> _Provided information_

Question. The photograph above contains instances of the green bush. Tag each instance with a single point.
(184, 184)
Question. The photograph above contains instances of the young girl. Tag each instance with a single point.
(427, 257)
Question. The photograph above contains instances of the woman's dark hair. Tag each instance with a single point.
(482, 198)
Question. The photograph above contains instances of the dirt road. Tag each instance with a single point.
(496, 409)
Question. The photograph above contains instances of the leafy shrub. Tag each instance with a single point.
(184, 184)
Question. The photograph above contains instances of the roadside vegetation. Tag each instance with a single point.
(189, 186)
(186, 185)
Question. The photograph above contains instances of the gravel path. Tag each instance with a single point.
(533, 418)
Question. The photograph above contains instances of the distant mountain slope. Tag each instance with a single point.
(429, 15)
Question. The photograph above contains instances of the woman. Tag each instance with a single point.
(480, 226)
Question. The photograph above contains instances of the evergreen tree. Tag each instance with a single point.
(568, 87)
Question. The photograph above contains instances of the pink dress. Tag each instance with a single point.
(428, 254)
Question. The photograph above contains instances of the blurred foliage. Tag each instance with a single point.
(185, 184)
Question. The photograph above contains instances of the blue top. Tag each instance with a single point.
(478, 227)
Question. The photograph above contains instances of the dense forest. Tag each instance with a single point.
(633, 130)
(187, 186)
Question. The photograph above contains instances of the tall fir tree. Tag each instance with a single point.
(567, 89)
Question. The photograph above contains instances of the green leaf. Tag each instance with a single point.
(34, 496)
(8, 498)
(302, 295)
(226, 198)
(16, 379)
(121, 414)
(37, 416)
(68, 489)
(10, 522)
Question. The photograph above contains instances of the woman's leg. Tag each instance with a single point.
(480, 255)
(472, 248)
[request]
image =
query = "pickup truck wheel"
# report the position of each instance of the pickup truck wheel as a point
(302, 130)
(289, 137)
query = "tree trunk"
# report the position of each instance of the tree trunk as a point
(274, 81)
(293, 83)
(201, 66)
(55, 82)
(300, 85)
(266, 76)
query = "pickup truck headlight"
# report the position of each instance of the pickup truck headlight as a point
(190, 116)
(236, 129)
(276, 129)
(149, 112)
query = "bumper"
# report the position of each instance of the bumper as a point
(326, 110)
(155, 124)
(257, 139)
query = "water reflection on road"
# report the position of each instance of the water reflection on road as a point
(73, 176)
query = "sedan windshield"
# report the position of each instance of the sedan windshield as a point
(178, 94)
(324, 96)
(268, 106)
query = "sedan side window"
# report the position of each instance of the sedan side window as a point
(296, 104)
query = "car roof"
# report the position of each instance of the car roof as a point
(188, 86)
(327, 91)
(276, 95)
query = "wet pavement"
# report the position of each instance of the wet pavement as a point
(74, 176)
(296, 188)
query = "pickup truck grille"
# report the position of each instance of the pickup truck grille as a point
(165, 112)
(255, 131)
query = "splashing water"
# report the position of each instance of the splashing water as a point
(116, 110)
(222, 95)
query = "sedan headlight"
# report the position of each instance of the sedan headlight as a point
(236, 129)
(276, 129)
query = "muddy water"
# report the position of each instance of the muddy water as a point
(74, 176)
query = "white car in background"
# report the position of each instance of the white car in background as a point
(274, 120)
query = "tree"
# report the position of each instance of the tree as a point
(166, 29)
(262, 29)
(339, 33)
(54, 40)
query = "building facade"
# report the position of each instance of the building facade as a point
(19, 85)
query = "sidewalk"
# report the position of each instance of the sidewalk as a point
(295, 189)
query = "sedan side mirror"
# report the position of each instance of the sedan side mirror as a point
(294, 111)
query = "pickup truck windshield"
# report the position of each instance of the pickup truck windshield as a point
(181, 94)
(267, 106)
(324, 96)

> _Work to be completed_
Could you quote the material above in full, exactly as it stands?

> _Exercise solution_
Question. The photograph above contains instances of the green bush. Tag each instance with a single point.
(184, 184)
Question. The photograph above contains instances of the young girl. Tag each instance with a single point.
(427, 257)
Question. The photograph above contains instances of the woman's dark hair. Tag each instance with a single point.
(482, 198)
Question. The photograph above contains instances of the dirt road. Tag each instance with a single point.
(496, 409)
Question. The photograph above contains instances of the leafy shrub. Tag each instance with a single point.
(184, 184)
Question. The photograph above contains instances of the roadside vegetation. Tag each instance with a single point.
(189, 186)
(186, 185)
Question. The photograph above contains instances of the gravel path. Tag each instance with a single point.
(533, 418)
Question. The photograph above contains instances of the distant mountain slope. Tag each instance with a single point.
(429, 15)
Question. The photograph above contains instances of the woman. Tag each instance with a single point.
(480, 226)
Question. The photograph above contains instances of the evergreen tree. Tag each instance with a single point.
(568, 87)
Question. The photograph above contains instances of the pink dress. Tag each instance with a single point.
(428, 254)
Question. The photograph above contains instances of the blurred foliage. Tag each instance with a single point.
(185, 184)
Question. The photograph above contains instances of the blue top. Tag each instance with a single point.
(478, 227)
Question. The photograph above contains instances of the dense forest. Tag each instance with a single point.
(633, 130)
(187, 186)
Question. The photograph above contains instances of the tall fir tree. Tag each instance with a single point.
(567, 89)
Question. The photograph above contains instances of the green leaf. Tag each instance with a single point.
(34, 496)
(8, 498)
(302, 295)
(226, 198)
(16, 379)
(121, 414)
(37, 416)
(68, 489)
(10, 522)
Question. The photograph above contains instances of the woman's leg. Tag each instance with a single point.
(480, 255)
(472, 248)
[request]
image =
query = "pickup truck wheel"
# report the position of each instance of the pickup truck wheel as a point
(302, 130)
(289, 137)
query = "tree trunk"
# report the position of each instance of the tree trunk as a point
(274, 81)
(293, 83)
(201, 66)
(55, 82)
(300, 85)
(266, 76)
query = "pickup truck headlight"
# report the position of each instance of the pickup truck headlight as a point
(190, 116)
(236, 129)
(276, 129)
(149, 112)
query = "bumper"
# report the position of each instance of the bumper as a point
(326, 110)
(155, 124)
(257, 139)
query = "water reflection on road"
# report the position of each instance of the water reflection on road as a point
(73, 176)
query = "sedan windshield"
# report the position of each instance of the sedan windshield as a point
(178, 94)
(324, 96)
(268, 106)
query = "sedan side window"
# report the position of each instance of the sedan side window as a point
(296, 104)
query = "car roof"
# report the position of each instance of the car roof as a point
(188, 86)
(327, 91)
(276, 95)
query = "wet pavement"
# report the position of each instance of the wet pavement as a point
(74, 176)
(296, 188)
query = "pickup truck grille"
# report the position of each instance of the pickup truck grille as a point
(165, 112)
(255, 131)
query = "splashing water"
# report the position of each instance of the splashing water as a point
(116, 110)
(222, 95)
query = "sedan headlight"
# report the position of each instance of the sedan headlight as a point
(236, 129)
(276, 129)
query = "muddy water"
# report the position of each instance of the muddy water as a point
(74, 176)
query = "white car in background"
# report the position of each instance of the white car in background as a point
(274, 120)
query = "tree"
# report the position of each instance of the tree as a point
(166, 29)
(262, 29)
(339, 33)
(54, 40)
query = "building facade"
# report the position of each instance of the building facade as a point
(19, 85)
query = "sidewalk"
# report the position of each instance of the sidewalk as a point
(295, 189)
query = "sedan side mirror"
# report the position of each instance of the sedan side mirror as a point
(294, 111)
query = "pickup truck windshield"
# report the position of each instance of the pickup truck windshield as a point
(181, 94)
(267, 106)
(324, 96)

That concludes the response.